*GIVEN EXERCISE:*
Please extract every line from the records below that contains the string "road", matching case exactly.

Stored data

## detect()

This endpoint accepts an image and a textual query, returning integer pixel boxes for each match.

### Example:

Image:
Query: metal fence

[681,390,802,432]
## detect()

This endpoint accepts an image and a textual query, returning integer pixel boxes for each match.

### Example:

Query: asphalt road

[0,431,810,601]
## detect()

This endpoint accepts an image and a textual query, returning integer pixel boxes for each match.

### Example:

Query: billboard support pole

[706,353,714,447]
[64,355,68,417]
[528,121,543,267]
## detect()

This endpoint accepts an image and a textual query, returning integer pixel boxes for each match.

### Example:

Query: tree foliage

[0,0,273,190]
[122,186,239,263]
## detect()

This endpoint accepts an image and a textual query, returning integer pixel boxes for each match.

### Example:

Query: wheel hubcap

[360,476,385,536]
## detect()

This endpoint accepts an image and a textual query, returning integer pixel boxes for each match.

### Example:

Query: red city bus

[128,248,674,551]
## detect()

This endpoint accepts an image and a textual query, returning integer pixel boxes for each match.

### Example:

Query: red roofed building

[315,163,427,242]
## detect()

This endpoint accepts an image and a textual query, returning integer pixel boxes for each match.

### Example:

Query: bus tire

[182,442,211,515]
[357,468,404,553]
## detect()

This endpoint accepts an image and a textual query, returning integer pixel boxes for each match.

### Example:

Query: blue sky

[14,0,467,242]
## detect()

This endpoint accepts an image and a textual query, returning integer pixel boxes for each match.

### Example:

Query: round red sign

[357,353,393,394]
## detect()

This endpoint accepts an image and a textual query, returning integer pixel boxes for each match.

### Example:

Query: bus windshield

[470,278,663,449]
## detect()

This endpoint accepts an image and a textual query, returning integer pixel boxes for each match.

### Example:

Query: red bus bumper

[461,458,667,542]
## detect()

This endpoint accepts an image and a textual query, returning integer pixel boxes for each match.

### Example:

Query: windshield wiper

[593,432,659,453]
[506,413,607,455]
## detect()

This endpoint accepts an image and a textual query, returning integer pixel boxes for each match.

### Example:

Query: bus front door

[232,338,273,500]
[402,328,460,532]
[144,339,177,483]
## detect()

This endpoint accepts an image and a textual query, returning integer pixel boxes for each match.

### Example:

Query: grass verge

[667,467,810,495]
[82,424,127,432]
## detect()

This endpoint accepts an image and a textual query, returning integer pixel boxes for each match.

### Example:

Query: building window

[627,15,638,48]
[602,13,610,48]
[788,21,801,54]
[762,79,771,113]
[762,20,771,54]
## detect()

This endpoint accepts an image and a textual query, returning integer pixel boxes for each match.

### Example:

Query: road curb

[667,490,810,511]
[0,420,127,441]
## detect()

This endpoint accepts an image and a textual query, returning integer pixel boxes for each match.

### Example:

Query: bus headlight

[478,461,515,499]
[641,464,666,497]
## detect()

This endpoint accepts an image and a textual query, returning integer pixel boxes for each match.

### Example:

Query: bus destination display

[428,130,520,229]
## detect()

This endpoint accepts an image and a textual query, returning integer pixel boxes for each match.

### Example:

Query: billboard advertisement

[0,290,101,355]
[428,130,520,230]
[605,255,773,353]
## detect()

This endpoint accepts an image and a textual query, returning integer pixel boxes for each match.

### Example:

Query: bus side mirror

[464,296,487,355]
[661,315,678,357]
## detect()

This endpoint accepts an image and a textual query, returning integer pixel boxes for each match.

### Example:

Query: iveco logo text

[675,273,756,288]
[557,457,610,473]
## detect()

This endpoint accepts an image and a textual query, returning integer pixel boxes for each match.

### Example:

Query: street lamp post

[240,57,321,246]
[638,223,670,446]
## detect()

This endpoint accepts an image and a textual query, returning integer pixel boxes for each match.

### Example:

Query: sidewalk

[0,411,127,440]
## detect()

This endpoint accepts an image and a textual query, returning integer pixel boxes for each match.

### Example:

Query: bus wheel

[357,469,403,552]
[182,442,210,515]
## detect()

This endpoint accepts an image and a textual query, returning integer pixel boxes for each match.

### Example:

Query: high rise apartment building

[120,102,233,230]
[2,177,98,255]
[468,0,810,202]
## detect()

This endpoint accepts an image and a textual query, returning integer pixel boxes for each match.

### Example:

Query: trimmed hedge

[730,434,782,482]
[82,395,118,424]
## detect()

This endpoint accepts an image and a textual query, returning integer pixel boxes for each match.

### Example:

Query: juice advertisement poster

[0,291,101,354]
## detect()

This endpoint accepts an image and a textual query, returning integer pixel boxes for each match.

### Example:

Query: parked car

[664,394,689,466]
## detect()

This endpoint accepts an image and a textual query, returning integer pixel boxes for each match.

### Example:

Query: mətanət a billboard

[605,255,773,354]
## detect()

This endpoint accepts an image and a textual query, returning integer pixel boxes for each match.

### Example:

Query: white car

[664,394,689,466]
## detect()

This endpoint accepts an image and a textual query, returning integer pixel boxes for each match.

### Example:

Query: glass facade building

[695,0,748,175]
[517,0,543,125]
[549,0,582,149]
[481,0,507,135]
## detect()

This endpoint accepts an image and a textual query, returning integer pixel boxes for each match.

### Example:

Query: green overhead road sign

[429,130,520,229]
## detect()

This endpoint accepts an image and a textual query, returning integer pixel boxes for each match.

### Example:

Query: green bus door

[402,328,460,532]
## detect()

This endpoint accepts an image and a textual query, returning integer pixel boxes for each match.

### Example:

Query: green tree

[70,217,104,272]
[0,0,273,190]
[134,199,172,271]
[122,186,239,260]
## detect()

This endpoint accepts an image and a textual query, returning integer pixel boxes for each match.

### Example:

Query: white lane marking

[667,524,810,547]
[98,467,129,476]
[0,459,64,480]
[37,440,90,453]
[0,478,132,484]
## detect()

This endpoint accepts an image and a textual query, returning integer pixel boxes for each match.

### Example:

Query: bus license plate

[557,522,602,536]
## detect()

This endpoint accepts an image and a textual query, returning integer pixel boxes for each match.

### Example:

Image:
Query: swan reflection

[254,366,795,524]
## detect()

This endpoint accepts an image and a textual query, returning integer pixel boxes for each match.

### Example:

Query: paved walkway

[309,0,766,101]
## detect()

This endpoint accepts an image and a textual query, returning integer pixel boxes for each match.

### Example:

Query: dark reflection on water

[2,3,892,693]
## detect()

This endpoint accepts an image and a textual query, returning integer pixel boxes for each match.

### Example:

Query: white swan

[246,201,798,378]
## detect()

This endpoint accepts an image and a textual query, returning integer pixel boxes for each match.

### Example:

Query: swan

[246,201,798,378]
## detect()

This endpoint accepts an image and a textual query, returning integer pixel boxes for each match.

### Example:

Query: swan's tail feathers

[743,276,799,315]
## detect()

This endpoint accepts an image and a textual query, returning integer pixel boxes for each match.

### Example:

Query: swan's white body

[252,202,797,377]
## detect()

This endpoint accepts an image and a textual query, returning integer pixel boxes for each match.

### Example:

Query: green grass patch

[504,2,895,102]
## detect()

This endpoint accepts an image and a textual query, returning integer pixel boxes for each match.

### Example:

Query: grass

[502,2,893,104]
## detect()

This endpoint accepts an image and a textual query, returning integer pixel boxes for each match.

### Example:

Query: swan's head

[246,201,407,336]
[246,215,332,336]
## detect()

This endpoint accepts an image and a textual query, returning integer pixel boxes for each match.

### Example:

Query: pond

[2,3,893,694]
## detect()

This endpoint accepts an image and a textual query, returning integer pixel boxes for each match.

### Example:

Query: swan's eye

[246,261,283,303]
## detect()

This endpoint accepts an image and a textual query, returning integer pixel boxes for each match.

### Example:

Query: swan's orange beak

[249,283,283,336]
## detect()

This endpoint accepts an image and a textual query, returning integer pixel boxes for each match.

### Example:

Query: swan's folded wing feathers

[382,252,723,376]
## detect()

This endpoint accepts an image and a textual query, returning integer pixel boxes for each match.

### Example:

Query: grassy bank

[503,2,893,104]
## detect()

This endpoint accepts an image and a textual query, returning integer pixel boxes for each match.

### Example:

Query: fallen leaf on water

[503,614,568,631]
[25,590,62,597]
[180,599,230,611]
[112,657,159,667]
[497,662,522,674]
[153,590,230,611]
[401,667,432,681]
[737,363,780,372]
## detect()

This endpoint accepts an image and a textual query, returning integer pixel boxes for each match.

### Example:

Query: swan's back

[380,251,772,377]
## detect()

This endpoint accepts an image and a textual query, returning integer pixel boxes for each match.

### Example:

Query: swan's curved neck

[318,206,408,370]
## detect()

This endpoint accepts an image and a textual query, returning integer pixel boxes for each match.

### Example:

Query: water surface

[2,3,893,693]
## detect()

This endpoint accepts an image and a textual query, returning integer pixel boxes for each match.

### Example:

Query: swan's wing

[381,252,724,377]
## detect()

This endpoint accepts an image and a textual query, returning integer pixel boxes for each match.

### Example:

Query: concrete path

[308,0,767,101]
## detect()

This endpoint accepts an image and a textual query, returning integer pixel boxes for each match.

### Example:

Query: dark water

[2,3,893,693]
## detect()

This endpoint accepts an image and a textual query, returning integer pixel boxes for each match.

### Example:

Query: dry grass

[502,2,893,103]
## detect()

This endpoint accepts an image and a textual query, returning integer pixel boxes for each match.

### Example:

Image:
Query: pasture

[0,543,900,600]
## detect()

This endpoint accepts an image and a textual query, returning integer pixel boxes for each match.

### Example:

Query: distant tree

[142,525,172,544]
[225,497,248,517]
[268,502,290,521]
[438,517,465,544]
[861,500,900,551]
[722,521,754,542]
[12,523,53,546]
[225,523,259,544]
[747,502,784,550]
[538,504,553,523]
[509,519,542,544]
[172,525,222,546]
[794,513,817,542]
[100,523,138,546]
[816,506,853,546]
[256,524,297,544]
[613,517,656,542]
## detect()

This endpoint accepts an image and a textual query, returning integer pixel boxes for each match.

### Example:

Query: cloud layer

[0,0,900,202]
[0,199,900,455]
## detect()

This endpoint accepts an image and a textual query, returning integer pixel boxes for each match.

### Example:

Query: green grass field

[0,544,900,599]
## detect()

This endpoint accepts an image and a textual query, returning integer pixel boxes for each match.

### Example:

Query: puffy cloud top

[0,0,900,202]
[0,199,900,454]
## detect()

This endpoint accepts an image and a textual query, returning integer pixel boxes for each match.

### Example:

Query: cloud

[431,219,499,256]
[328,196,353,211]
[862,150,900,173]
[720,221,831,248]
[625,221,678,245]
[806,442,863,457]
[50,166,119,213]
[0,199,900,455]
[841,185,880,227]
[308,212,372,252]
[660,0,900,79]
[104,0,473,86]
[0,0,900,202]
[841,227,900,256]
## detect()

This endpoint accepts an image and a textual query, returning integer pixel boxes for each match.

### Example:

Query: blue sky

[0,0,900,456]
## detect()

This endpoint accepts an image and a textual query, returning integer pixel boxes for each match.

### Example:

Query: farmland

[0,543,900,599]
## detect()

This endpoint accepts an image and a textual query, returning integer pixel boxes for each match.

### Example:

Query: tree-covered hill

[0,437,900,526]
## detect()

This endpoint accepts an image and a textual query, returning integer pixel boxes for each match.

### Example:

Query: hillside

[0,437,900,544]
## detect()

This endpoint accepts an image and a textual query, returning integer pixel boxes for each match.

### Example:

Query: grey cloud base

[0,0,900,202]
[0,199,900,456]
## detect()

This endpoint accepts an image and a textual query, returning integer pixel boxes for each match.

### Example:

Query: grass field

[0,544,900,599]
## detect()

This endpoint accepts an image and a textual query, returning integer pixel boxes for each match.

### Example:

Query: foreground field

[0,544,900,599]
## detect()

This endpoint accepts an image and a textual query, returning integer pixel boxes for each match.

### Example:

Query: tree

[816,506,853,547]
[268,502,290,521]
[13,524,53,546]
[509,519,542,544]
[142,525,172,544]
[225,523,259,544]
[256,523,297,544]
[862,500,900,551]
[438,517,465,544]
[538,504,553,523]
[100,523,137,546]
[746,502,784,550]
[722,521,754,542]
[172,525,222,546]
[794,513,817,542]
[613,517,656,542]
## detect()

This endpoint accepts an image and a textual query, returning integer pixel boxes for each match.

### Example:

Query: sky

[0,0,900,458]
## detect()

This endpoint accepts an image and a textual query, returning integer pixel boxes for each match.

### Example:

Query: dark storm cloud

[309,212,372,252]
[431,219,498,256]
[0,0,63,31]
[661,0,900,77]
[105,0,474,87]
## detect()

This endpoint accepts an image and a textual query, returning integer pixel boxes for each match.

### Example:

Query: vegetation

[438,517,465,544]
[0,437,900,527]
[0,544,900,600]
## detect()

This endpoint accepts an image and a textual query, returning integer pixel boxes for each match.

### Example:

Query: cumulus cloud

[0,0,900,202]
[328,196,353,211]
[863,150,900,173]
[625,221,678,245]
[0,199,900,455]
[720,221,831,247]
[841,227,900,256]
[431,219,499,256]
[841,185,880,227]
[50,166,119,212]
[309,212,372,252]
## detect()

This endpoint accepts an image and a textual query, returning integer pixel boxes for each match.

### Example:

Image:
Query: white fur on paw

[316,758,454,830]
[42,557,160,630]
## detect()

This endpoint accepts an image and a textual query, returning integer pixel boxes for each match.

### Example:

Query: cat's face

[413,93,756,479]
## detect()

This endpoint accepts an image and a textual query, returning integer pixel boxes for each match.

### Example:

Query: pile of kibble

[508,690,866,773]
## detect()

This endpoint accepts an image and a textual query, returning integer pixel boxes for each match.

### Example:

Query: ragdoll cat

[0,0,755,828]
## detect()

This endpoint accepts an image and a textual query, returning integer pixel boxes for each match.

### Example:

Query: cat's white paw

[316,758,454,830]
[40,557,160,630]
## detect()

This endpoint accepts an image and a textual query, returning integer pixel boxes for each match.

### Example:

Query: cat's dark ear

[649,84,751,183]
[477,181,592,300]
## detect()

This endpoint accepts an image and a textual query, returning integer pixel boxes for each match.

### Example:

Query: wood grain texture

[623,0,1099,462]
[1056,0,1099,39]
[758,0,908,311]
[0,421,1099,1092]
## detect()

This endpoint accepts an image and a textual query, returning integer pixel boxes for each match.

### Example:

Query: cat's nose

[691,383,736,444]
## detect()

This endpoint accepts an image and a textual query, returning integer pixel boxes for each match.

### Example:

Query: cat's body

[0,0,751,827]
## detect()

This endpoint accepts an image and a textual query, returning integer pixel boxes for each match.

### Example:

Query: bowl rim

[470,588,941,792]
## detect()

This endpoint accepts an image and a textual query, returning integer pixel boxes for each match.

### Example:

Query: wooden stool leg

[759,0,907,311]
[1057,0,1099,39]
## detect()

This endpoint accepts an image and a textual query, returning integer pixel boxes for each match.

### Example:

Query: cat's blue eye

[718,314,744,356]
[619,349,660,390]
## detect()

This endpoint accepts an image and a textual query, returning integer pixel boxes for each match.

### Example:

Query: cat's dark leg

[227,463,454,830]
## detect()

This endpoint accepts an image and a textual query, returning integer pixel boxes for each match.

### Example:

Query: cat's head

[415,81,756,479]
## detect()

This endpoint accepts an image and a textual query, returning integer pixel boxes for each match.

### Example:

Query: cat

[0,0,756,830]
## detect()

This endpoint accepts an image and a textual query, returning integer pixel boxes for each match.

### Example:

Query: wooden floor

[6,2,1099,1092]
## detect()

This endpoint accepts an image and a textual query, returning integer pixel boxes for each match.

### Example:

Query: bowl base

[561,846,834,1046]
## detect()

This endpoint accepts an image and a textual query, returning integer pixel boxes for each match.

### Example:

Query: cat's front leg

*SOLUTION FOR THIS TASK:*
Query: asphalt road
Query: road curb
Query: green overhead road sign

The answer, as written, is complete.